**** Document passage

Many students and recent graduates of occupational therapy schools, as well as certified practitioners, find working for a period overseas in underserved countries to be very rewarding, both in terms of personal fulfillment and professional experience. Occupational therapy internships overseas are available for graduate-level students, and having overseas volunteer experience can help graduates stand out when they start looking for full-time employment in the United States.
Licensed professionals who volunteer have many of their travel and living expenses paid. A number of them spend annual vacations working abroad, while students can choose internships during summer breaks or as undergraduate electives at many universities.
In many underdeveloped countries, occupational therapy is rarely available, especially in rural communities, inner-city hospitals, clinics, and orphanages. Aid groups that place graduates of U.S. occupational therapy schools in underserved countries do much of the footwork to make sure that a volunteer can hit the ground ready to work, including help in obtaining all visa, vaccination, and permit requirements.
Students and practicing occupational therapists looking for overseas jobs can get a better understanding of all that is involved in working overseas at Internet websites dedicated to overseas opportunities. These provide guides, software, and informative web pages, as well as the personal experiences of occupational therapists and student interns who have worked in different foreign countries, along with available volunteer and job opportunities.
An article published in 2008 in the British Journal of Occupational Therapy provided firsthand experiences of a number of student interns who spent time abroad. It noted that none of them had any major difficulties with placements or regretted their experiences overseas.
Alternative Medicine and Occupational Therapy
Many patients of OTRs suffer chronic pain, either directly associated with an illness or injury or from unknown causes. About 75 million individuals in the United States have some type of chronic pain, and one fifth of them report poor pain control with prescription and over-the-counter analgesic medications. Moreover, prescription painkillers can be highly addictive and have other unwanted side effects.
A number of occupational therapists and physicians in general have turned to alternative medical treatments like acupuncture, homeopathy, and massage therapy to help treat chronic pain, often in the absence of any evidence-based outcomes research. Mainstream medicine and health insurers are coming to accept alternative therapies, especially acupuncture, to help treat pain.

********
**** Listed entries

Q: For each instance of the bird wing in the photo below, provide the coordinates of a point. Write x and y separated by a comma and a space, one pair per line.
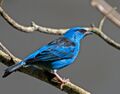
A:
59, 49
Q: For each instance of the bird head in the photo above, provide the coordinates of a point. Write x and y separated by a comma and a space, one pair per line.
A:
77, 33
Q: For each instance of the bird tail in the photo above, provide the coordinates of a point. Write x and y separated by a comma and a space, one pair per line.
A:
13, 68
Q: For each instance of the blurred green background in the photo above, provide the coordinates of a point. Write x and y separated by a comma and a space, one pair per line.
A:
98, 65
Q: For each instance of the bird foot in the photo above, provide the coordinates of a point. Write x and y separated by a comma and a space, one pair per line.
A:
63, 81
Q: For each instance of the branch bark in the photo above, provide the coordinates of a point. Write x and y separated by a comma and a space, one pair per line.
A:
68, 87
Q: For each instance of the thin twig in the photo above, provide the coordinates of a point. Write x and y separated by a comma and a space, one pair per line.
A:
103, 19
105, 8
6, 50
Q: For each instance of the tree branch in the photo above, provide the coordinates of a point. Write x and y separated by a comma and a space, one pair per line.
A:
105, 8
68, 87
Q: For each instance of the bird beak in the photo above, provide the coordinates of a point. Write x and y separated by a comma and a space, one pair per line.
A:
88, 31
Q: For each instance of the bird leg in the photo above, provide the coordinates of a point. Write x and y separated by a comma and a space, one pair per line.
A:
63, 81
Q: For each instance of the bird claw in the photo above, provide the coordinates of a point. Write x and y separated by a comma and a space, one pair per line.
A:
63, 81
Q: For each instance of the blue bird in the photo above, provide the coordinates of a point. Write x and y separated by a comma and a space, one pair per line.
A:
55, 55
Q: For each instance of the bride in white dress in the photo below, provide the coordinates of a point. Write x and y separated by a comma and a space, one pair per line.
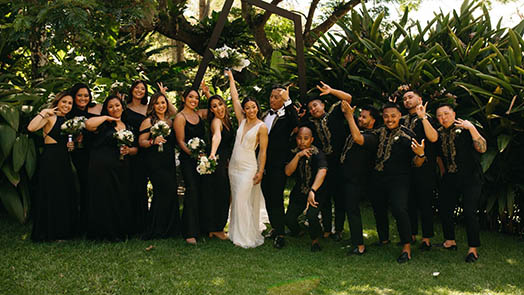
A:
245, 173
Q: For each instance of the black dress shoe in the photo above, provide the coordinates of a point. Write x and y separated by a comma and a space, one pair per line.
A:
356, 251
279, 242
337, 237
271, 234
404, 257
315, 247
382, 243
471, 258
425, 247
452, 247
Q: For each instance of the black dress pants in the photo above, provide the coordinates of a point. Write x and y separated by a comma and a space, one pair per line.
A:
334, 184
353, 194
273, 184
392, 191
420, 201
452, 187
192, 199
297, 204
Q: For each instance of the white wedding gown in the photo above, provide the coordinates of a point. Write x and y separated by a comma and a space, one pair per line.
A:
248, 211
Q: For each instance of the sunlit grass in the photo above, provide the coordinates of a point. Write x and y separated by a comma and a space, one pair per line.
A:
218, 267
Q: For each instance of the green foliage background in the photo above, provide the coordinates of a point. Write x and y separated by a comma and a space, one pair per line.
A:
47, 46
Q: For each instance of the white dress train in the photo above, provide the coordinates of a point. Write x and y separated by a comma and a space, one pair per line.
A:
248, 211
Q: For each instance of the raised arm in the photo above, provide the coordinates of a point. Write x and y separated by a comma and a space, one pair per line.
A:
262, 153
429, 131
353, 127
179, 125
326, 89
216, 126
41, 119
237, 106
93, 123
479, 143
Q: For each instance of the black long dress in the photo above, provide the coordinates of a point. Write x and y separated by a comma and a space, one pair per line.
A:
54, 207
191, 217
80, 157
109, 208
139, 202
217, 189
164, 215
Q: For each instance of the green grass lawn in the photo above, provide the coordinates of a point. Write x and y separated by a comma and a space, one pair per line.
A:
218, 267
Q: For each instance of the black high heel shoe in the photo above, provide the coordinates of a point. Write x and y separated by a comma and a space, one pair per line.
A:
404, 257
471, 257
452, 247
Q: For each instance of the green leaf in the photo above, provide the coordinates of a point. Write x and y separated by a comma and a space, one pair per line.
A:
11, 175
10, 114
7, 138
503, 140
11, 201
510, 200
487, 159
20, 151
30, 160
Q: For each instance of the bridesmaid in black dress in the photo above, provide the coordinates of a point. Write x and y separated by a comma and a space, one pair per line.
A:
164, 217
188, 124
134, 114
216, 185
54, 207
109, 208
83, 106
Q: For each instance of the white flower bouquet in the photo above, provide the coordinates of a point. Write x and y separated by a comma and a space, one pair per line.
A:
124, 137
206, 165
229, 58
196, 146
73, 127
160, 129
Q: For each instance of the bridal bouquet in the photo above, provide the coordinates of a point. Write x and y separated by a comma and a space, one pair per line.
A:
196, 146
226, 57
124, 137
160, 129
206, 165
73, 127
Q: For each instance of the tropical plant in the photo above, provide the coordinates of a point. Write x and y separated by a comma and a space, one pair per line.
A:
458, 53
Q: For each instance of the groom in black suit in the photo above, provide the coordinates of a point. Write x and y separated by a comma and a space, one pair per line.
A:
280, 120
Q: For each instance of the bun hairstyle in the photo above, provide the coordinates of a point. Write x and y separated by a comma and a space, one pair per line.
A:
130, 96
248, 99
104, 111
211, 115
74, 90
150, 112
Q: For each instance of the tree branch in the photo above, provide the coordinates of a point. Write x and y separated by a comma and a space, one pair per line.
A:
310, 15
310, 37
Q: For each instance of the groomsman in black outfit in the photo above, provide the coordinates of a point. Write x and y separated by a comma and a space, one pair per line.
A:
357, 159
460, 145
330, 133
309, 165
423, 181
397, 151
280, 120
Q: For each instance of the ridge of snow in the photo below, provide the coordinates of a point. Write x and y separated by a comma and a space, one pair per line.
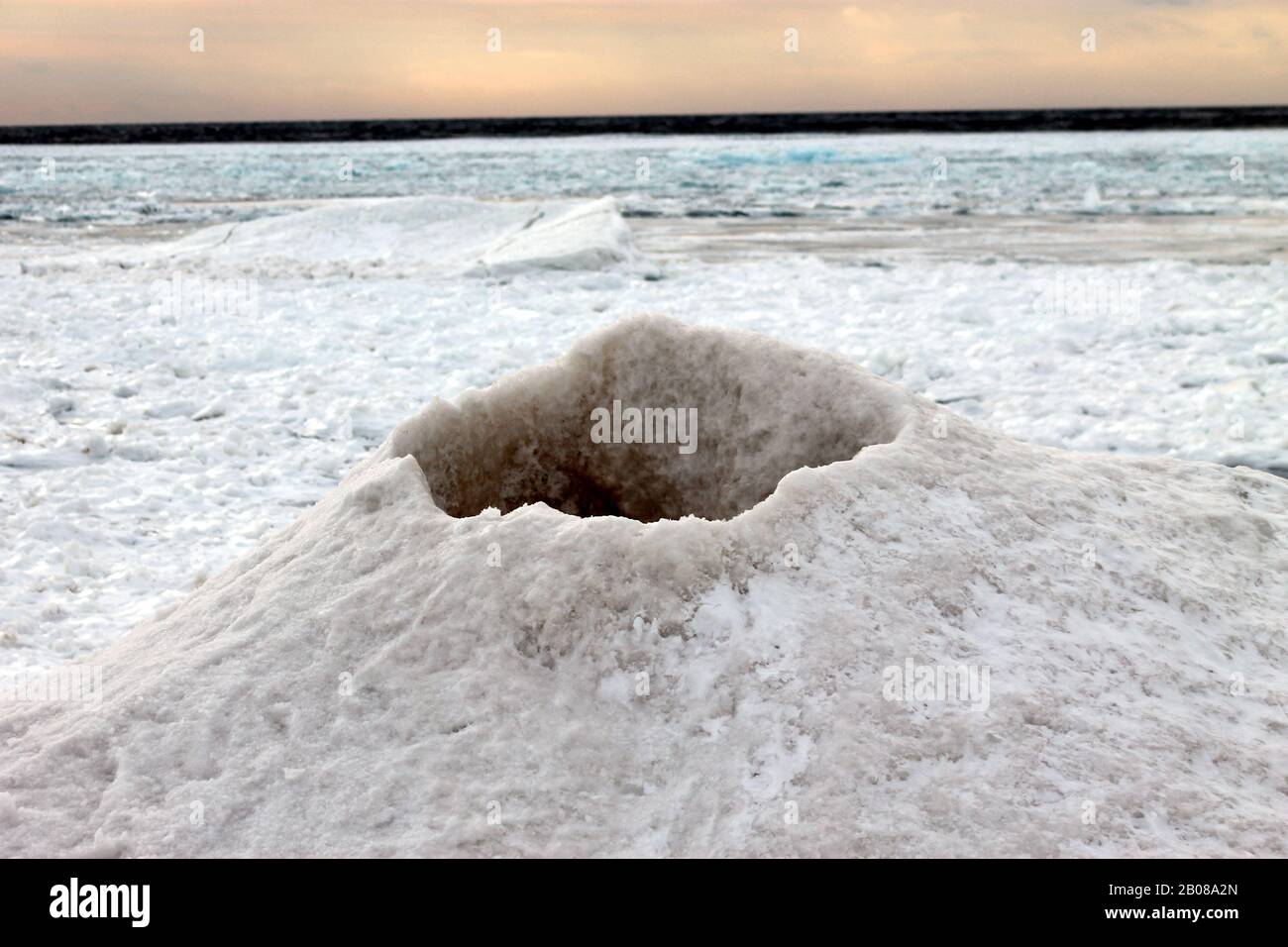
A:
382, 678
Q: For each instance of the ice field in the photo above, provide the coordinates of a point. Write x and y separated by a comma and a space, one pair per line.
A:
197, 343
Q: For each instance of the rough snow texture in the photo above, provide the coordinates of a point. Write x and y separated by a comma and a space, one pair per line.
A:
403, 236
494, 706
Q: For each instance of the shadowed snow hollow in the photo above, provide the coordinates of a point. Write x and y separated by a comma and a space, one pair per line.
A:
844, 622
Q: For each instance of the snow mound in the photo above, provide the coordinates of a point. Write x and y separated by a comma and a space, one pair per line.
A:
441, 236
478, 644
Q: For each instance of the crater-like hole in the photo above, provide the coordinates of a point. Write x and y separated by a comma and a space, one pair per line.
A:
649, 420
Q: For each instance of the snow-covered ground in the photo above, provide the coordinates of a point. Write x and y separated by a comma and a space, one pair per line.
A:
885, 631
170, 394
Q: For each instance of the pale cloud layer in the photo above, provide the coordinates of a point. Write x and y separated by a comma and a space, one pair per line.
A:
97, 60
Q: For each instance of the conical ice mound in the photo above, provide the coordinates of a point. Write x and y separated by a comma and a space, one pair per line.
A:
690, 591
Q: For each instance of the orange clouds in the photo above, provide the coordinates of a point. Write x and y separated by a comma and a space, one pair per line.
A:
91, 60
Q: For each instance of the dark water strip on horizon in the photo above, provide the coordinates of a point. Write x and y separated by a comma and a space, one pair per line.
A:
810, 123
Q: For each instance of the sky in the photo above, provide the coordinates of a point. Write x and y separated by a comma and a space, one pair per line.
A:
134, 60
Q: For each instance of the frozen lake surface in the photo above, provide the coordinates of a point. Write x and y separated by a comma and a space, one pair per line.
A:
197, 343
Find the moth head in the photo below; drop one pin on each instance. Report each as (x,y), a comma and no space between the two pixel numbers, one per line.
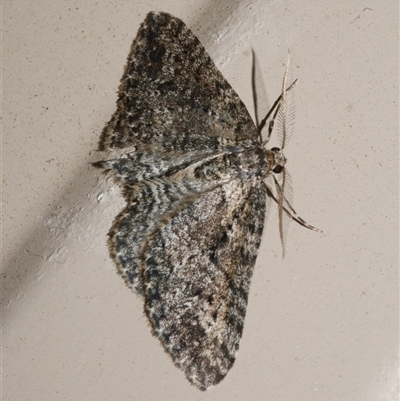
(276,160)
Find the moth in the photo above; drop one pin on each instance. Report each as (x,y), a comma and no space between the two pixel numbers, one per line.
(196,177)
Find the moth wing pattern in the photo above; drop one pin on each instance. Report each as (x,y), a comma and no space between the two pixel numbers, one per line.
(172,95)
(197,274)
(186,241)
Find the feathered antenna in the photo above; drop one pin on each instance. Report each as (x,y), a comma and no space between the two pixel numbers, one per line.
(282,189)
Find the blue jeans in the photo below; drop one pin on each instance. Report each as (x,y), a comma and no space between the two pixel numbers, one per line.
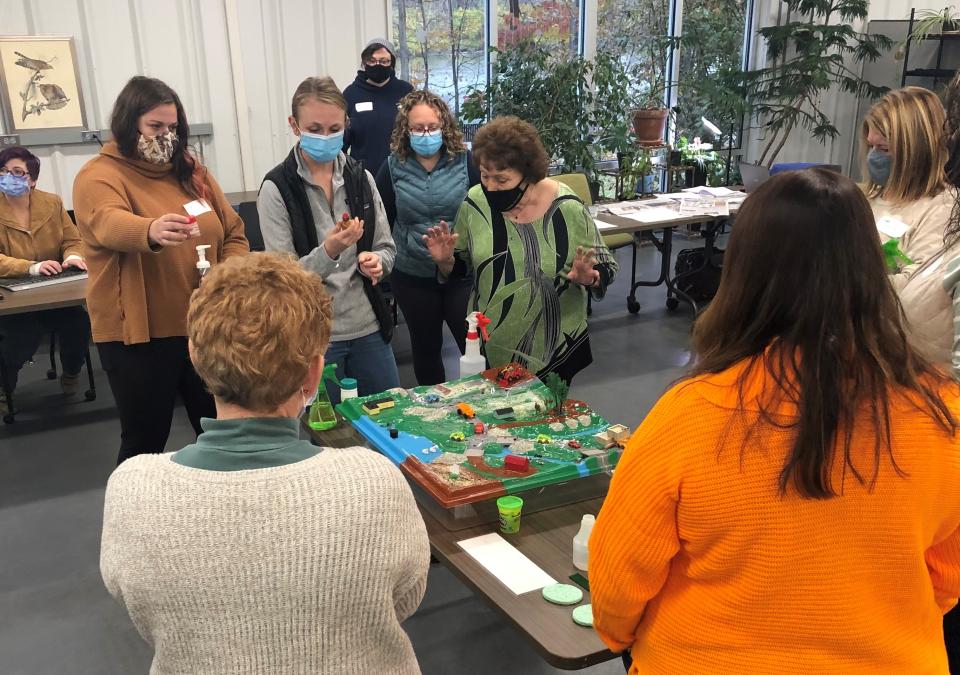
(369,360)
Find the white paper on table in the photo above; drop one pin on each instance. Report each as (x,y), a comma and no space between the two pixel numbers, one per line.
(654,214)
(515,570)
(712,191)
(892,227)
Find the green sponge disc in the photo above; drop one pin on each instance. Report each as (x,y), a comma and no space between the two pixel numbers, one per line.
(562,594)
(583,615)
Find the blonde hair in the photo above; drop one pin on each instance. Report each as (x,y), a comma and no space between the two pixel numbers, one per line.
(400,140)
(255,324)
(322,89)
(912,119)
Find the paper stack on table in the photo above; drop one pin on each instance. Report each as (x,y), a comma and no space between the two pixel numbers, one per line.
(506,563)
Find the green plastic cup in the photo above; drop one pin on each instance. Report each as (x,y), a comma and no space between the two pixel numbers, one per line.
(509,508)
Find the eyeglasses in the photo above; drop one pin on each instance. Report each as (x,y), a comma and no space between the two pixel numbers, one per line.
(423,131)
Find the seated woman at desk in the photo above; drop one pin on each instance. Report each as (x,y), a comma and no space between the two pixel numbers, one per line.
(252,550)
(534,250)
(791,505)
(37,237)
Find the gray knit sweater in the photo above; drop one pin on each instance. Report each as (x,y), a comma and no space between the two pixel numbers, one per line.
(304,568)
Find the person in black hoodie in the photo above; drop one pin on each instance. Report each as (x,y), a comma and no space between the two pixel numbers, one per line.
(372,104)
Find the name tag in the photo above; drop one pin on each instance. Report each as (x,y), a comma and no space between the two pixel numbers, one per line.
(197,208)
(892,227)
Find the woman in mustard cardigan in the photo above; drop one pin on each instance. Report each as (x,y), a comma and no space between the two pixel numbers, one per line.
(790,507)
(37,237)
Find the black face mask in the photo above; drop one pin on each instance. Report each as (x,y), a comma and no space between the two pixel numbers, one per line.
(378,73)
(504,200)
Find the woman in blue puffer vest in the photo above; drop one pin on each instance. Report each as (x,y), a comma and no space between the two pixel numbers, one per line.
(423,182)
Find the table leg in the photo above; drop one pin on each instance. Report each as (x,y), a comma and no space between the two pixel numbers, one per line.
(674,294)
(7,389)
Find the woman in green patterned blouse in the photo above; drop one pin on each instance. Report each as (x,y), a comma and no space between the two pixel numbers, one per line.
(534,251)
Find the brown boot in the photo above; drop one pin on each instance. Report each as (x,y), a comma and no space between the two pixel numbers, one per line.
(70,384)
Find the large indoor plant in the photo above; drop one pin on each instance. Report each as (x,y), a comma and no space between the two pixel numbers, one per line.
(578,106)
(815,50)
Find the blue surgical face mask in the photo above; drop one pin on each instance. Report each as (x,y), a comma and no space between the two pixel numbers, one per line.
(15,186)
(322,148)
(428,144)
(879,164)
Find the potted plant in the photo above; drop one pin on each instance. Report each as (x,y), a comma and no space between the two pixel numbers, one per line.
(701,159)
(650,117)
(816,50)
(930,22)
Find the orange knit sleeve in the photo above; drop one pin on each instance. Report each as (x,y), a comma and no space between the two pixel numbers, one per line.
(943,562)
(635,536)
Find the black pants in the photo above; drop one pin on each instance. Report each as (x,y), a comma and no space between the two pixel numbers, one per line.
(145,380)
(426,305)
(21,335)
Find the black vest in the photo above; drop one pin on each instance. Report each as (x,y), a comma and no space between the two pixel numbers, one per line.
(360,203)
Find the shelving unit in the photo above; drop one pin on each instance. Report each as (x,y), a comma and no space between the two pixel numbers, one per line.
(937,73)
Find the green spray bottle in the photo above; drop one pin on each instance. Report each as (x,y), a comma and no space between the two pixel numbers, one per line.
(322,415)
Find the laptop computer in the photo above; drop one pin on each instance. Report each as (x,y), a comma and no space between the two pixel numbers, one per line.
(38,280)
(753,176)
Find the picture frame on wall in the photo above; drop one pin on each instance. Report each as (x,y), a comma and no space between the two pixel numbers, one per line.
(40,87)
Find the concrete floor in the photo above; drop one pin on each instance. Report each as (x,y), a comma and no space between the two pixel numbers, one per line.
(55,615)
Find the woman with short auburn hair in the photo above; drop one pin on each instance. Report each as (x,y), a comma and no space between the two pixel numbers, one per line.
(251,538)
(533,249)
(790,506)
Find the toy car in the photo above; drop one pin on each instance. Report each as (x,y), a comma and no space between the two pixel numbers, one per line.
(509,375)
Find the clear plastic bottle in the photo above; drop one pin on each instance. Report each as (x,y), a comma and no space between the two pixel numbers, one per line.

********

#### Task list
• a. For each statement below, decide whether it agrees with the occupational therapy text. Answer yes or no and quote the words of the text that settle it.
(i) Licensed professionals who volunteer abroad have many of their travel and living expenses paid.
(ii) The 2008 article in the British Journal of Occupational Therapy reported that several student interns regretted their time overseas.
(iii) Of the roughly 75 million people in the United States with chronic pain, one fifth report poor pain control with analgesic medications.
• b. Write what follows the final sentence of the occupational therapy text.

#### Answers to the exercise
• a.
(i) Yes: "Licensed professionals who volunteer have many of their travel and living expenses paid."
(ii) No: "none of them had any major difficulties with placements or regretted their experiences overseas."
(iii) Yes: "About 75 million individuals in the United States have some type of chronic pain, and one fifth of them report poor pain control with prescription and over-the-counter analgesic medications."

• b.
Occupational Therapy and Acupuncture
Acupuncture has made steady inroads in treating all forms of pain, as well as other conditions, and has increasingly become accepted as a reimbursable treatment by health insurers. The National Institutes of Health (NIH) estimates that 8.2 million adults use acupuncture in the Unites States, making it the most popular form of complementary medicine used for pain control.
It is also reportedly helpful in treating carpal tunnel syndrome and asthma and helps with stroke rehabilitation. Scientists have several theories about how acupuncture might work. One is that acupuncture needles release endorphins into the central nervous system. Another is that treatment stimulates nerves in the spinal cord, releasing neurotransmitters that suppress pain. A third theory is that blood flow is increased around the acupuncture needle site, supplying nutrients or hastening removal of toxic substances, thus helping the healing process.
Acupuncture is most often used to treat musculoskeletal pain, including lower back pain, arthritis, and similar conditions, and many doctors consider acupuncture safer than prescription pain medications. Other forms of acupuncture may be beneficial for certain psychological conditions, especially ear acupuncture, which can help with anxiety, depression, and addiction. It is also said to improve sleep and overall quality of life, according to some reports, and may be beneficial for terminally ill hospice patients.
Although far less accepted as a bona fide treatment option in the United States, homeopathy is an ancient form of medicine that treats the whole person rather than any specific symptom or disease. Treatment usually involves using very low doses of different toxic substances to boost the body’s natural immune and defense systems based on the theory that a small dose of a substance can help cure or prevent problems caused by greater exposure – in some ways similar to a vaccine.
Although published studies on homeopathic remedies are sparse, a recent analysis of randomized controlled trials found that the clinical effects attributed to homeopathic treatment could not be entirely explained by the so-called placebo effect.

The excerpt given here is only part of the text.